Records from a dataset

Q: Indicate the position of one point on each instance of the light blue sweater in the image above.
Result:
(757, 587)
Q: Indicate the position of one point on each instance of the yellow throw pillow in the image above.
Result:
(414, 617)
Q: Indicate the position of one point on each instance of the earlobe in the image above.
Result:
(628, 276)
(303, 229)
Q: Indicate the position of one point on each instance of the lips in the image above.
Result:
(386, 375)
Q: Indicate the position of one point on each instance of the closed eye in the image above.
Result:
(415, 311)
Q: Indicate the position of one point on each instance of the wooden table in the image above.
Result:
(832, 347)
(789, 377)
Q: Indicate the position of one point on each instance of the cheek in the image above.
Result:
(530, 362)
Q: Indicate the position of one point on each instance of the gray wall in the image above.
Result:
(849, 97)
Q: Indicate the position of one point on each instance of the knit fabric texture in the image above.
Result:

_Work request_
Print every record above exactly as it appears.

_Result of this exercise_
Q: Indicate the position of one point on each instance of the light blue sweater in the image above.
Result:
(757, 587)
Q: Indicate the position of one point on each instance of the yellow throw pillow in the image above.
Result:
(414, 617)
Q: Indicate the position of one point on each instance of the earlobe in the image above.
Result:
(628, 276)
(303, 229)
Q: Indicate the position of one point on each instance of the lips in the image above.
Result:
(386, 375)
Q: Indicate the position of one point on each instance of the closed eye in the image above.
Result:
(415, 311)
Q: Indicate the position of one point on each instance of the wooden table in the image above.
Result:
(832, 347)
(789, 377)
Q: Indicate the position of one point on each instance of the cheek in the image above.
Result:
(530, 362)
Q: Indicate the position of one point on each instance of the gray wall in the image above.
Result:
(849, 97)
Q: Indicate the position of one point on each instance of the knit fabric texture in the image above.
Result:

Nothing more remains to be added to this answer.